***** Extract *****

Research and Referendum: The Brexit Uncertainty Principle

In one month, the British public will make one of the most important decisions affecting their country in recent memory. On June 23rd, they will decide whether the UK remains within the European Union or leaves and follows its own path. Amid the fear-mongering and fierce battles about immigration, sovereignty, and the economy, one area that has rarely been discussed is the issue of scientific research. This includes the potential effects on funding and collaboration for medical research in Europe.

On either side of the debate, eminent scientists and mathematicians have waded in to give their opinion about the issue. In a letter sent to The Times, in March 2016, fellows of the Royal Society, based in Cambridge, argued that a ‘Brexit’ could devastate British research. The signatories suggested that a vote to leave would prevent the UK from attracting leading researchers and graduates from abroad once the EU grants dry up.
On the other side, Scientists for Britain issued a rebuttal, arguing that many of claims made by the Royal Society fellows were without basis. They argued that, because most Europe-wide research was independent of the EU, the UK would suffer no adverse effects and would continue to lead the world in scientific research.

With such notable academics facing off, what is the truth? Will British and European medical research be helped or hindered by a Brexit? If the UK opts to leave, will this affect the freedom of movement of scientists between Europe and the UK? With an estimated 220,000 people working in the life science sector in the UK, these are important questions.

***** Entries shown *****

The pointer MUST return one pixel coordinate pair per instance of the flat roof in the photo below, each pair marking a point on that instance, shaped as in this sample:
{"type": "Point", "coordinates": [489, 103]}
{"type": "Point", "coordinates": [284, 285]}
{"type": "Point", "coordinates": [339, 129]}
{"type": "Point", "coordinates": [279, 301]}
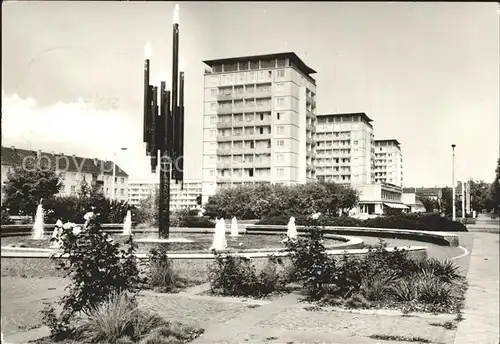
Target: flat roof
{"type": "Point", "coordinates": [362, 114]}
{"type": "Point", "coordinates": [291, 55]}
{"type": "Point", "coordinates": [389, 140]}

*****

• [The task]:
Revise the Brexit research text from "On the other" to "are important questions." so that "rebuttal" reads "reply" instead.

• [Written answer]:
On the other side, Scientists for Britain issued a reply, arguing that many of claims made by the Royal Society fellows were without basis. They argued that, because most Europe-wide research was independent of the EU, the UK would suffer no adverse effects and would continue to lead the world in scientific research.

With such notable academics facing off, what is the truth? Will British and European medical research be helped or hindered by a Brexit? If the UK opts to leave, will this affect the freedom of movement of scientists between Europe and the UK? With an estimated 220,000 people working in the life science sector in the UK, these are important questions.